Start Source

Week 3-4: Component Test Implementation

scope:
  - Unit tests for existing 20 components (Leptos + Yew)
  - Integration tests for browser compatibility
  - Parity tests between framework implementations
  
coverage_target: 90% for existing components
automation: Full CI integration

Week 5-11: Progressive Test Development

approach: Test-Driven Development (TDD)
strategy: Write tests BEFORE implementing new components
coverage: Each new component must pass all 5 test layers
validation: Automatic quality gate enforcement

🔧 Testing Tools & Dependencies

Cargo.toml Dependencies

[workspace.dependencies]
# Testing dependencies
wasm-bindgen-test = "0.3"
web-sys = { version = "0.3", features = ["console", "Document", "Element", "HtmlElement"] }
js-sys = "0.3"
console_error_panic_hook = "0.1"

# Visual testing
playwright = "0.1"
image = "0.24"
imageproc = "0.23"

# Test utilities
tokio-test = "0.4"
pretty_assertions = "1.4"

Component Testing Dependencies per Package

[dev-dependencies]
wasm-bindgen-test = { workspace = true }
web-sys = { workspace = true }
test-utils = { path = "../../../test-utils" }

Browser Test Configuration

// playwright.config.js
module.exports = {
  testDir: './packages',
  timeout: 30000,
  use: {
    headless: true,
    viewport: { width: 1280, height: 720 },
  },
  projects: [
    { name: 'chromium', use: { ...devices['Desktop Chrome'] } },
    { name: 'firefox', use: { ...devices['Desktop Firefox'] } },
    { name: 'webkit', use: { ...devices['Desktop Safari'] } },
  ],
};

🎯 Success Metrics

Quantitative Metrics

• Test Coverage: ≥90% unit test coverage across all components
• Cross-Browser Support: 100% compatibility across Chrome, Firefox, Safari, Edge
• Performance: Component render time <16ms for 60fps
• Bundle Size: Individual component bundles <50KB
• Visual Accuracy: 99.5% pixel-perfect theme consistency

Qualitative Metrics

• Developer Experience: <5min to run full test suite locally
• CI/CD Speed: <10min total pipeline execution time
• Test Reliability: <1% flaky test rate
• Framework Parity: 100% API and behavior consistency

Continuous Monitoring

// Quality metrics tracking
pub struct QualityMetrics {
    pub test_coverage: f64,
    pub performance_score: f64,
    pub parity_score: f64,
    pub visual_accuracy: f64,
    pub bundle_sizes: HashMap<String, u64>,
}

impl QualityMetrics {
    pub fn meets_release_criteria(&self) -> bool {
        self.test_coverage >= 0.90
            && self.performance_score >= 0.95
            && self.parity_score >= 1.0
            && self.visual_accuracy >= 0.995
    }
}

End Source

◆ Short exercise A
Render part of the listing below as a Markdown table with the columns Row and Line, one row per line and blank lines skipped. Begin at the line that has "Query: ev charging station" and stop after the line that has "POLYGON ((426 1009, 406".

Start Material to process

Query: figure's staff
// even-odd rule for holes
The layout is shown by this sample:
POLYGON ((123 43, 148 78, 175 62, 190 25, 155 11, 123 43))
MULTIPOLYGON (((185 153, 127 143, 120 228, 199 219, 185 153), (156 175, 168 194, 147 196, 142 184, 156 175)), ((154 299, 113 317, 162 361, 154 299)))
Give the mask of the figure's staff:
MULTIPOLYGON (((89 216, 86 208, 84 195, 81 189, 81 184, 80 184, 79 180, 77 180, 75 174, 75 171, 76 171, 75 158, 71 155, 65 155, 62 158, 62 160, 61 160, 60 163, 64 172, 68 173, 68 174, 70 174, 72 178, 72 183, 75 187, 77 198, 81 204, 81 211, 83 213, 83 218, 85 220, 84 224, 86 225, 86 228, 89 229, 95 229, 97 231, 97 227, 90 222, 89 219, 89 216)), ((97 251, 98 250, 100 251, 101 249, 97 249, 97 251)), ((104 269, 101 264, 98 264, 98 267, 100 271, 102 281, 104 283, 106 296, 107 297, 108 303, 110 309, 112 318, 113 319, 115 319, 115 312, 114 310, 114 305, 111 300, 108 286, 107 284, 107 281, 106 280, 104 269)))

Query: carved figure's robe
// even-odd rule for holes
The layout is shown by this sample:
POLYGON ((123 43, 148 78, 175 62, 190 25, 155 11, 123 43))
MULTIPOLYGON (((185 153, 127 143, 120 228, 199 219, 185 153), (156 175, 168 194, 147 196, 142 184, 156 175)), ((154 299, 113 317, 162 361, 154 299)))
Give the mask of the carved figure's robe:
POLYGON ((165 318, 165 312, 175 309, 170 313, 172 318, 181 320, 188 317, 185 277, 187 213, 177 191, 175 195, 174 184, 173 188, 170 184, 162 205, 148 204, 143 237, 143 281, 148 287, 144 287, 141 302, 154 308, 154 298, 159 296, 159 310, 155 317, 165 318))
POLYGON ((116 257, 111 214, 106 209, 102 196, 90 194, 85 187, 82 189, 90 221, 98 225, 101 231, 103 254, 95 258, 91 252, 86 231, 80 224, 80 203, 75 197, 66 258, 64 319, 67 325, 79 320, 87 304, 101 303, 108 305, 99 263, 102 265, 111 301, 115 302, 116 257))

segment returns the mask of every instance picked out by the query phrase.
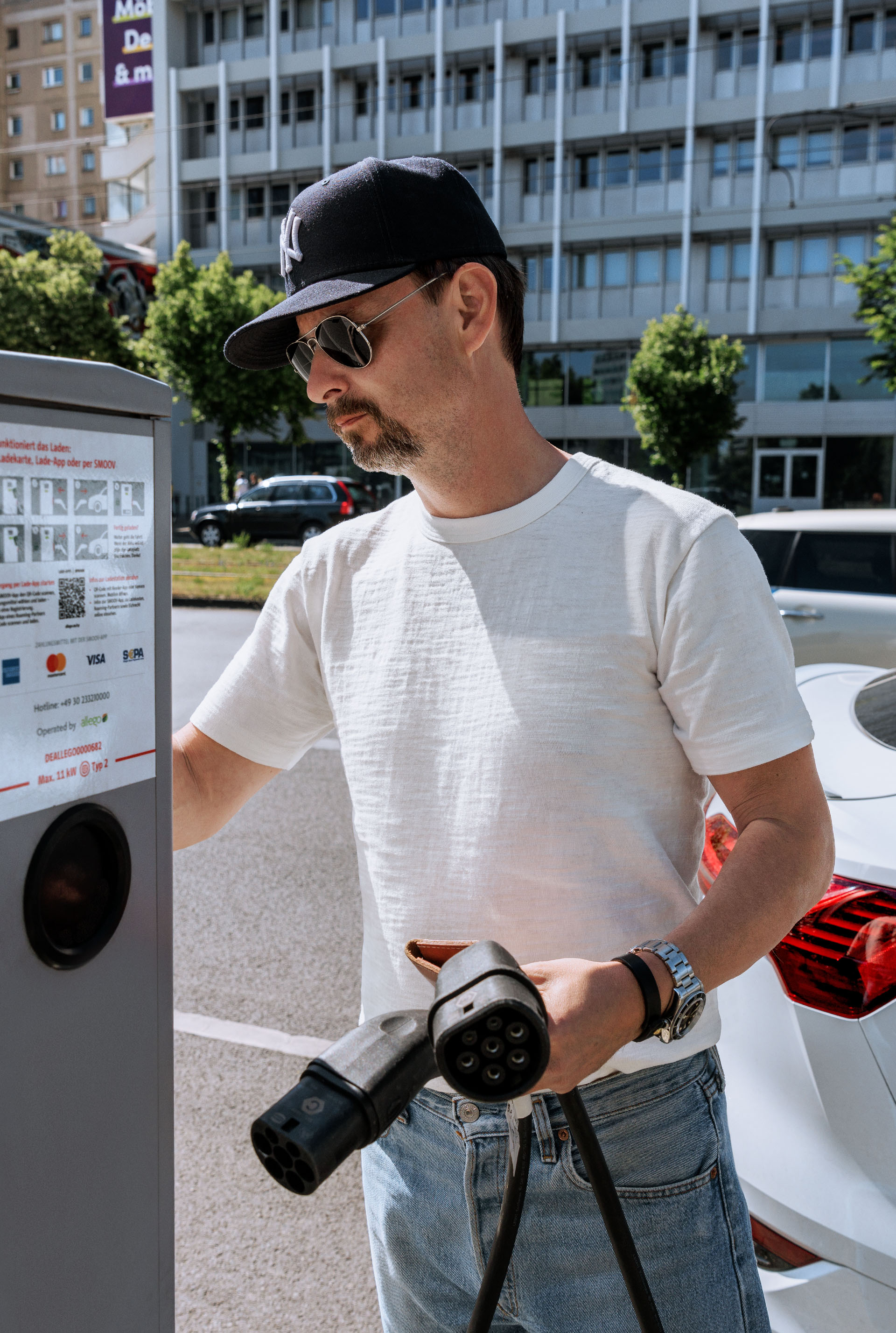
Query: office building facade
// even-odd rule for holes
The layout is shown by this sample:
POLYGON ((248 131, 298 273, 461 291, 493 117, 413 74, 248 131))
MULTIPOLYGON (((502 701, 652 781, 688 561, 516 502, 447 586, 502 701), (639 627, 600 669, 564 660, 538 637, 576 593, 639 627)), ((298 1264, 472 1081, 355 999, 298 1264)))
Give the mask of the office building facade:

End Material to process
Start Material to process

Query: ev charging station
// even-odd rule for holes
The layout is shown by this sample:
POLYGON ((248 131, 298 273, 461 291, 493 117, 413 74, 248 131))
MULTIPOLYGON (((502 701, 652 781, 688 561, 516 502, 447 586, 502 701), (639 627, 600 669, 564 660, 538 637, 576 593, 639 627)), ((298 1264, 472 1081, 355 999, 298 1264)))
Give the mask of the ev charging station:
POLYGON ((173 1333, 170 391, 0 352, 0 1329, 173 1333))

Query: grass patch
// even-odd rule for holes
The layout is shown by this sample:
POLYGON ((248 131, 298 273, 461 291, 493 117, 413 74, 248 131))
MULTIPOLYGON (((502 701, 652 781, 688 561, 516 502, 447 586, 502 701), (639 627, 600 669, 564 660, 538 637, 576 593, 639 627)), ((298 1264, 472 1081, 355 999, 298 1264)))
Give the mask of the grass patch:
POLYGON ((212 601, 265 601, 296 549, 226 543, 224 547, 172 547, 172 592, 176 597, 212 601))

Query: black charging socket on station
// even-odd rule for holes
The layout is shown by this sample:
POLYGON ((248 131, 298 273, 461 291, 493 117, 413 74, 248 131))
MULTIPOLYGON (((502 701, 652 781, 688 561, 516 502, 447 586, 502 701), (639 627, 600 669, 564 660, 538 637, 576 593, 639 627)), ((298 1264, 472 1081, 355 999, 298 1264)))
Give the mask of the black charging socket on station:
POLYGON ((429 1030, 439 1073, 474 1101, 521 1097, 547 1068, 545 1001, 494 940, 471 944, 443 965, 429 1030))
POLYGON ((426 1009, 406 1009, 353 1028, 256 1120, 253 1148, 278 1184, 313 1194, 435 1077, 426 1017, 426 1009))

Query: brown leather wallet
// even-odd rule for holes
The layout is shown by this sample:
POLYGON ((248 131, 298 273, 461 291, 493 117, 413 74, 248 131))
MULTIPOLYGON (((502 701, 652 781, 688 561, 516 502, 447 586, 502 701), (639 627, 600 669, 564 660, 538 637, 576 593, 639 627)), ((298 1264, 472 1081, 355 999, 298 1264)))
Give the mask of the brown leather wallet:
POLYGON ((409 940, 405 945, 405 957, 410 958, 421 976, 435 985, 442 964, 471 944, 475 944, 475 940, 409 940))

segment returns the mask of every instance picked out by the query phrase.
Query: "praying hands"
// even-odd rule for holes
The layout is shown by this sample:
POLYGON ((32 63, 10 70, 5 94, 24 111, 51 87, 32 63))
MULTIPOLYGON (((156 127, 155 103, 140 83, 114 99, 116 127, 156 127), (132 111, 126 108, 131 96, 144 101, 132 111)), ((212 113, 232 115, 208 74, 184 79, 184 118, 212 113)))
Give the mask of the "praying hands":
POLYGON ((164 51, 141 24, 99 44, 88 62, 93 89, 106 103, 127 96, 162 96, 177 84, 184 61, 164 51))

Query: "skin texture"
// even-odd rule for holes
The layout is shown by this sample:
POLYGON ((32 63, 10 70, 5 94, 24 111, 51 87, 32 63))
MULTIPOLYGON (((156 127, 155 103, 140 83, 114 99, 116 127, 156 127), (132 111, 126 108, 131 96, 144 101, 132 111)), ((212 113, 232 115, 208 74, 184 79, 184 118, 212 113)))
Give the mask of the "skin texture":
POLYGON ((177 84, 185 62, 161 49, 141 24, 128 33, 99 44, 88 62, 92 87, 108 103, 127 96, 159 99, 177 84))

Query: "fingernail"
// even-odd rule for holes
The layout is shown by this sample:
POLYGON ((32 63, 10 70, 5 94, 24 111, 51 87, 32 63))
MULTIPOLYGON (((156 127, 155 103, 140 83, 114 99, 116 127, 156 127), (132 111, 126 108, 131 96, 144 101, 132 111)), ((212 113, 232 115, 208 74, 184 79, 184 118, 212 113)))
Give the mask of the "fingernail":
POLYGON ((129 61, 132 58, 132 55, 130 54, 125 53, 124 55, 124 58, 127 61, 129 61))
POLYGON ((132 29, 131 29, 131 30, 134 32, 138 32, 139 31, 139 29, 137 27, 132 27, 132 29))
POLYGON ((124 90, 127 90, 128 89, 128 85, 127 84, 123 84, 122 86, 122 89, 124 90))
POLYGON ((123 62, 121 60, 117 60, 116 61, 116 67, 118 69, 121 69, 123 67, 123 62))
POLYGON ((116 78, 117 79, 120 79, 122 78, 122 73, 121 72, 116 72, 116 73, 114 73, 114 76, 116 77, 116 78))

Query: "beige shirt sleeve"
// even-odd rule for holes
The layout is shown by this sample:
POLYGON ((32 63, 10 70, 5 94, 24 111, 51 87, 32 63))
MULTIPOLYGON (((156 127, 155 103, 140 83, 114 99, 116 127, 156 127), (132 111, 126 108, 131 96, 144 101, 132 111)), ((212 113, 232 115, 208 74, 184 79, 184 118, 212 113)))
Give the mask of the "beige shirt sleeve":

End Material to process

◆ Short exercise B
Repeat word for word the part of the testing plan above that starts at the words "coverage_target: 90% for" and ends after the words "Test-Driven Development (TDD)".

◆ Correct answer A
| Row | Line |
|---|---|
| 1 | Query: ev charging station |
| 2 | // even-odd rule for holes |
| 3 | The layout is shown by this sample: |
| 4 | POLYGON ((248 131, 298 273, 461 291, 493 117, 413 74, 248 131)) |
| 5 | MULTIPOLYGON (((502 701, 652 781, 688 561, 516 502, 447 586, 502 701), (639 627, 600 669, 564 660, 538 637, 576 593, 639 627)), ((298 1264, 472 1081, 355 999, 298 1264))) |
| 6 | Give the mask of the ev charging station: |
| 7 | POLYGON ((173 1333, 170 391, 0 352, 0 1329, 173 1333)) |
| 8 | Query: grass patch |
| 9 | // even-odd rule for holes |
| 10 | The layout is shown by this sample: |
| 11 | POLYGON ((248 131, 298 273, 461 291, 493 117, 413 74, 248 131)) |
| 12 | MULTIPOLYGON (((502 701, 652 781, 688 561, 516 502, 447 586, 502 701), (639 627, 600 669, 564 660, 538 637, 576 593, 639 627)), ((298 1264, 472 1081, 355 999, 298 1264))) |
| 13 | Give the mask of the grass patch: |
| 14 | POLYGON ((212 601, 265 601, 296 549, 226 543, 224 547, 172 547, 172 592, 176 597, 212 601)) |
| 15 | Query: black charging socket on station |
| 16 | // even-odd rule for holes |
| 17 | The layout is shown by this sample: |
| 18 | POLYGON ((248 131, 298 273, 461 291, 493 117, 413 74, 248 131)) |
| 19 | MULTIPOLYGON (((502 701, 652 781, 688 561, 516 502, 447 586, 502 701), (639 627, 600 669, 564 660, 538 637, 576 593, 639 627)), ((298 1264, 472 1081, 355 999, 298 1264))) |
| 20 | Give the mask of the black charging socket on station: |
| 21 | POLYGON ((429 1030, 439 1073, 474 1101, 521 1097, 547 1068, 545 1001, 494 940, 471 944, 443 965, 429 1030)) |
| 22 | POLYGON ((426 1009, 406 1009, 353 1028, 256 1120, 253 1148, 278 1184, 313 1194, 435 1077, 426 1017, 426 1009)) |

◆ Correct answer B
coverage_target: 90% for existing components
automation: Full CI integration

Week 5-11: Progressive Test Development

approach: Test-Driven Development (TDD)